- [Source passage]

Streets producing the lowest degree of residential stability were opposites in some respects. Mays Court, 13% residential stability, was in the process of expanding from 16 houses in 1856, to 28 houses in 1864; Blaney's Court, 14%, on the other hand, was a small street in obvious decline. Black's Court, almost similar in size, location and average house-valuation to May's Court, yielded a figure for residential stability more than three times higher than that of May's Court, viz. 43%. Two streets of unusually high residential stability provide their own contrast; Castle Street, including Gilbert's Court, a relatively large residential area with some business premises and with an average house valuation of five pounds, provided almost the same degree of residential stability as Hoop Hill, a much smaller street of lowly-valued houses. Such examples indicate that a look beyond the statistical evidence of Table A is required to provide some explanation for the diminutive degree of residential stability apparent in an expanding urban area. In the survey, Thomas Street, business and residential in nature, yielded the highest stability in population by far, and also provided the most highly-valued properties. Allied to the results of the token check on Market Street and High Street, the Thomas Street figures suggest that in streets with properties of average valuation, five pounds or more, residential stability in Lurgan over the eight-year period was in the region of 60% - 70%. High residential stability was therefore generally related to ownership or occupation of business or professional premises. In streets where the average house-valuation fell below five pounds, i.e. the majority, the degree of residential stability encountered was on average no higher than 33%.

- [Excerpted data]
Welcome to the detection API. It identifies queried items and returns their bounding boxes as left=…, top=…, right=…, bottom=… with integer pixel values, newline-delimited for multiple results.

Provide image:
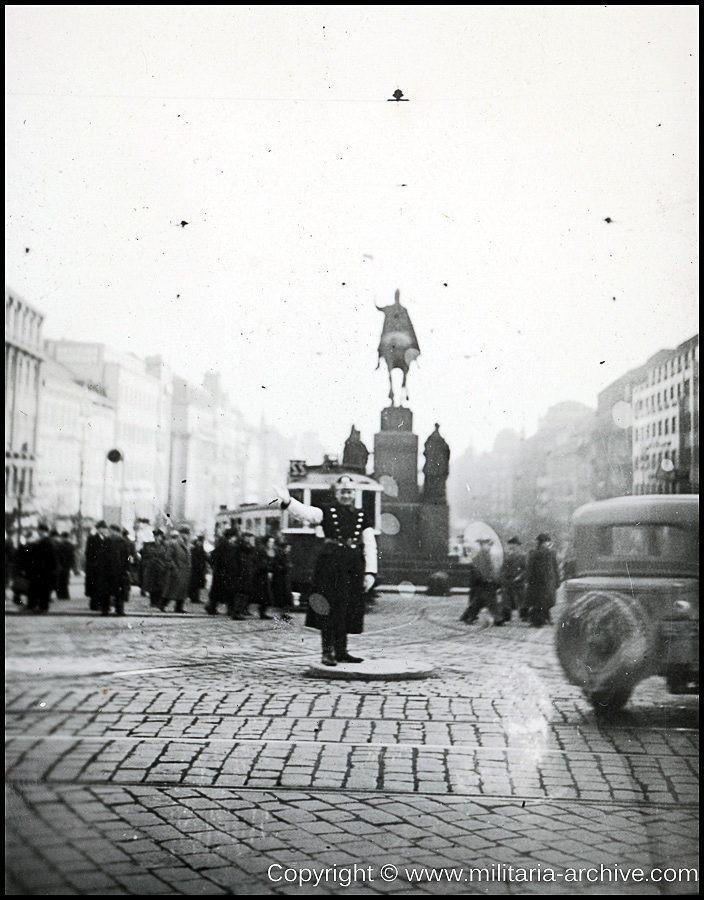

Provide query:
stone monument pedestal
left=374, top=406, right=450, bottom=584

- [Directions]
a) In the passage on residential stability in Lurgan, translate this sentence into Spanish: "High residential stability was therefore generally related to ownership or occupation of business or professional premises."
b) Extend the passage on residential stability in Lurgan with the paragraph that would follow its last sentence.

- [Answers to the exercise]
a) Por lo tanto, la alta estabilidad residencial estaba relacionada, en general, con la propiedad u ocupación de locales comerciales o profesionales.

b)
It must be borne in mind that between 1856 and 1864, Lurgan was expanding and that 460 - 500 new houses were erected in the town, mainly for working families involved in Factory-Linen production. Such expansion allowed and may even have encouraged high population mobility within the town. Established families could improve their lot by moving to a new house of similar or greater valuation than their original home. The original houses, perhaps well-maintained, may have been just what other established but less well-off families desired. Recent migrants could divide themselves between the three grades of houses on offer, viz. the poorer house, the house left vacant by a good tenant, and a new house. In all this, an important criterion had to be met, viz. could and would the incoming tenant pay the weekly rent. The urban developers or speculators were in the business of investment, and recoupment of long-term profit, and houses were not on offer to all and sundry. Some form of character reference or testimony was required before a new house was let, and in such circumstances, the availability of reliable kinship-ties were invaluable. Non-payment of rent, particularly among the numerous poor may have been a definite factor in recurring nineteenth-century Irish urban residential instability especially in expanding towns and times of economic difficulty. This does correspond to one aspect of Irish rural population mobility, and is particularly relevant to Lurgan in the period, 1875-85.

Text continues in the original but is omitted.